> **What is needed**: Using the Berkeley blog post, explain in one to three sentences why the early walks through the hills were cold.

===== Provided passage

Monday, October 6, 2014

A Place Apart

We have been in Berkeley, Ca., a little over a month. C has started Seminary here, and I am practicing Architecture the best that I can. It is a new chapter, a new space on this world to explore, and we are loving it. It has been quite a while since my last post. So many changes, so many splayed roads to get here, yet they are slowly converging into one.

Manna and I have found a new avenue of exploration. The Berkeley hills are full of surprises, and so full of beauty. We have walked the winding streets before the sun has risen over the hill, chilled by the morning air off the bay. San Francisco just appearing from a fog shrouded envelope of night, white and orange in the new sun, its' streets just awakening to the long shadows of an approaching day. C still snug in bed, though awakening now I suspect, to move toward a day of classes and knowledge I will never know.

==========
===== Given records

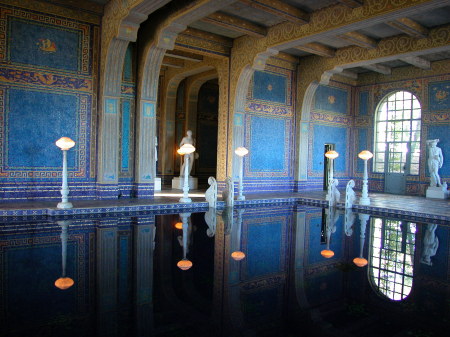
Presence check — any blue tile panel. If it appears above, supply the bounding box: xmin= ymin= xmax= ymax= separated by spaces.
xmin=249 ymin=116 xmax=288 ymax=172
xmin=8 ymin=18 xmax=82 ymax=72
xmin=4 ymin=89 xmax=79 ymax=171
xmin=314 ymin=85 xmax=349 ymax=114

==========
===== Given records

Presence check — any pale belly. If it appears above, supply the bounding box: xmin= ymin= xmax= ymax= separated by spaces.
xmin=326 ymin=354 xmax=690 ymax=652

==========

> **Written solution**: The walks on the winding streets took place before the sun had risen over the hill, and the morning air coming off the bay chilled the walkers.